◆ **Written request 1**: In the blog post about typewriters in libraries, what machine sits in the back between the potted palm and the men's room?
◆ **Written request 2**: Identify every line of the listing that contains the word "paddle", and copy each one.

I am a reference librarian with experience in both the public and state government fields. I am doing this on a whim, sort of like the mustache I grew when I was 19 and still have in my 50's.

Location: New Jersey, United States

I am a state worker and a librarian.

Sunday, January 21, 2007

Typewriters in libraries

The young librarian takes a position on the reference desk of a public library. Equipped with knowledge and enthusiasm of her new profession and ready to explain Flikr, YouTube, Ebsco and Linux to the eager patrons she gets her first question. "Where is the typewriter?"

Typewriters? She has to run to the circulation desk. "Does this library have typewriters?" The answer is that way in the back, between the potted palm and the men's room, is an old IBM Selectric. A vestige of an earlier age, but alas, people still ask to use it.

There they sit. Old, fat, expensive to maintain. It's difficult to load ribbons, it's horrendously difficult to load the correcto ribbons. The typewriters. Every library director would like to throw them into the trash. But, alas, people still come into the library to use them. And if they are not working correctly they will let you know.

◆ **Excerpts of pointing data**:
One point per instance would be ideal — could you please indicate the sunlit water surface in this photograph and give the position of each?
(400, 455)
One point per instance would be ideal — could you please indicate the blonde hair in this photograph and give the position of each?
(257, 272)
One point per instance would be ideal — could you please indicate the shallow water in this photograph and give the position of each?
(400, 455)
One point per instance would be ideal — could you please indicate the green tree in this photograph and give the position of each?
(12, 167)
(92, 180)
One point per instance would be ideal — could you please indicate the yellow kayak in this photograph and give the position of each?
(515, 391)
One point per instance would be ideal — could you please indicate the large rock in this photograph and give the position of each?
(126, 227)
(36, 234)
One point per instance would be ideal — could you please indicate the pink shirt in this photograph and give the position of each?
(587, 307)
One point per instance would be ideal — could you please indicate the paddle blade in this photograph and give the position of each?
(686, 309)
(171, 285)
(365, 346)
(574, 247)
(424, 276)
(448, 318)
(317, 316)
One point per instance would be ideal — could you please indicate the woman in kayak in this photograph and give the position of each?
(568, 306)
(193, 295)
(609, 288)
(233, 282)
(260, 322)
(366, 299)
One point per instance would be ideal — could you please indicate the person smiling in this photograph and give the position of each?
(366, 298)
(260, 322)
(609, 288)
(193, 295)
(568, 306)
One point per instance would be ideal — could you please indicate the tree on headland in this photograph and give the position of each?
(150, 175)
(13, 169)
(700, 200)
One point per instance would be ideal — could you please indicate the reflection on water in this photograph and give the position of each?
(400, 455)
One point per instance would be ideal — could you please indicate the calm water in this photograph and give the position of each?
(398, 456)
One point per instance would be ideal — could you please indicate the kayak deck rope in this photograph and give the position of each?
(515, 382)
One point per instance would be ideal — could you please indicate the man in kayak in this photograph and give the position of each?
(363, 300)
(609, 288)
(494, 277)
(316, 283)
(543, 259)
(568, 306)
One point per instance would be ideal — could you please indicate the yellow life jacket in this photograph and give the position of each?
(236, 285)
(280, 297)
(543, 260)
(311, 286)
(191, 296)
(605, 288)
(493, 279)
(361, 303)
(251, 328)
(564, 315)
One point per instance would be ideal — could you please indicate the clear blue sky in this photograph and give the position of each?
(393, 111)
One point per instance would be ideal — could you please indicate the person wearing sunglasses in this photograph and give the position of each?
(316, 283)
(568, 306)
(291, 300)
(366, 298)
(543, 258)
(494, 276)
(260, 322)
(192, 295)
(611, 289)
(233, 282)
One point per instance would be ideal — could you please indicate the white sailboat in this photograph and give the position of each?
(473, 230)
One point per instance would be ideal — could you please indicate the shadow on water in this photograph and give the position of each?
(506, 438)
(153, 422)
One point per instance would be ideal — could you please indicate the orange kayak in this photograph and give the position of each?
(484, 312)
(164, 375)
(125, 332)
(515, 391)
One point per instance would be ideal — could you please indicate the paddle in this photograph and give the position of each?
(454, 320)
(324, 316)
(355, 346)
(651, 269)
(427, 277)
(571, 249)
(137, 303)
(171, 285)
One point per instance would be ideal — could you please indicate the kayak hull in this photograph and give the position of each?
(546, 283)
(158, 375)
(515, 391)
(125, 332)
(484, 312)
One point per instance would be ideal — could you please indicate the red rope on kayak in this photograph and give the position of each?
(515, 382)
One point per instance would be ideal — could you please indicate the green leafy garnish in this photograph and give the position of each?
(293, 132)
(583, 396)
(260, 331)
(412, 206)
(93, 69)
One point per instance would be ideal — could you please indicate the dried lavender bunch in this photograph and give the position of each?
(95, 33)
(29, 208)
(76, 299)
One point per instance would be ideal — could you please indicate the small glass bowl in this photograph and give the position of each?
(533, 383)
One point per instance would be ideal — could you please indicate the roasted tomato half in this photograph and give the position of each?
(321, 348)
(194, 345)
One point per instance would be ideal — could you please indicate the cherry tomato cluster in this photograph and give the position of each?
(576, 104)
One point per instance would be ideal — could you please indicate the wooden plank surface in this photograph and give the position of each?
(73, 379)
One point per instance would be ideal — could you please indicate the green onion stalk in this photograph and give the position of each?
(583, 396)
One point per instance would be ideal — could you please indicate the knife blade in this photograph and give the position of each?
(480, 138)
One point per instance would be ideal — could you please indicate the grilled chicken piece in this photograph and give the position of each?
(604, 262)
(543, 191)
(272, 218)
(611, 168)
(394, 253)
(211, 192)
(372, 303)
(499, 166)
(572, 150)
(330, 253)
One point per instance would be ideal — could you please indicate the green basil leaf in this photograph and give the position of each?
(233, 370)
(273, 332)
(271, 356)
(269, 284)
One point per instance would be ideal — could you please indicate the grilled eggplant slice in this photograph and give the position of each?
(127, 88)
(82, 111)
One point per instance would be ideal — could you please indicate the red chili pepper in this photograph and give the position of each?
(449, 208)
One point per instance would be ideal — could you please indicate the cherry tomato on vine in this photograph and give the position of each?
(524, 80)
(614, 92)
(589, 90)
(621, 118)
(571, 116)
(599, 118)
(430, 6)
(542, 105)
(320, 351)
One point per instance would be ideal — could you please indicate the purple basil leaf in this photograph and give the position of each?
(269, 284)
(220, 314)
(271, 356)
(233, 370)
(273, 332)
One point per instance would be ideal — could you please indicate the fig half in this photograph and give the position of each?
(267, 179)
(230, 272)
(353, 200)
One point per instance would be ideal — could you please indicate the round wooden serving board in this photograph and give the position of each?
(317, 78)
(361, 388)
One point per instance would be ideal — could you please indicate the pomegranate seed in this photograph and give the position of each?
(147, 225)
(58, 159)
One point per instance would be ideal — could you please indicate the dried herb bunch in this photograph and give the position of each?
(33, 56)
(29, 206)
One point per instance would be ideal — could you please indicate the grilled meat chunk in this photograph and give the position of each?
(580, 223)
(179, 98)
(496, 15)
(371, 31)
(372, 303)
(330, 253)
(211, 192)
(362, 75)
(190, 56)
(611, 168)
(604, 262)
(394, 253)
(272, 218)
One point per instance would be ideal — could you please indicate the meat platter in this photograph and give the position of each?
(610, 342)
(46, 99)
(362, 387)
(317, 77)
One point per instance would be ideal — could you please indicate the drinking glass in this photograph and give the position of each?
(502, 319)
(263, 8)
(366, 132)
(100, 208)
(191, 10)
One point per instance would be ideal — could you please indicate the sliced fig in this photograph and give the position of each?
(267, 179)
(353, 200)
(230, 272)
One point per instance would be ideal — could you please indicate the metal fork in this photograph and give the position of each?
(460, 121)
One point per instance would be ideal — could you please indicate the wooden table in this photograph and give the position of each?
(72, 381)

◆ **Correct result 1**: An old IBM Selectric typewriter.

◆ **Correct result 2**:
One point per instance would be ideal — could you please indicate the paddle blade in this photograph and give the position of each?
One point per instance would be ideal — could you please indicate the paddle in this photograph and give the position of each?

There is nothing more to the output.